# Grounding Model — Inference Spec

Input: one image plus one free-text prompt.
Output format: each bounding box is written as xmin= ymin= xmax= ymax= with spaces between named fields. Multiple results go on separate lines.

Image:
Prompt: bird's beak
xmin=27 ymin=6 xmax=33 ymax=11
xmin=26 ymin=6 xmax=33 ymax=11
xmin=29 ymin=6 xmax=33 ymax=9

· · ·

ACTIVITY: Repeat the whole listing above without any change.

TASK SOLUTION:
# Grounding Model — Inference Spec

Input: one image plus one free-text prompt.
Output format: each bounding box is written as xmin= ymin= xmax= ymax= with spaces between named fields. Multiple results go on separate lines.

Image:
Prompt: bird's beak
xmin=27 ymin=6 xmax=33 ymax=11
xmin=26 ymin=6 xmax=33 ymax=11
xmin=29 ymin=6 xmax=33 ymax=9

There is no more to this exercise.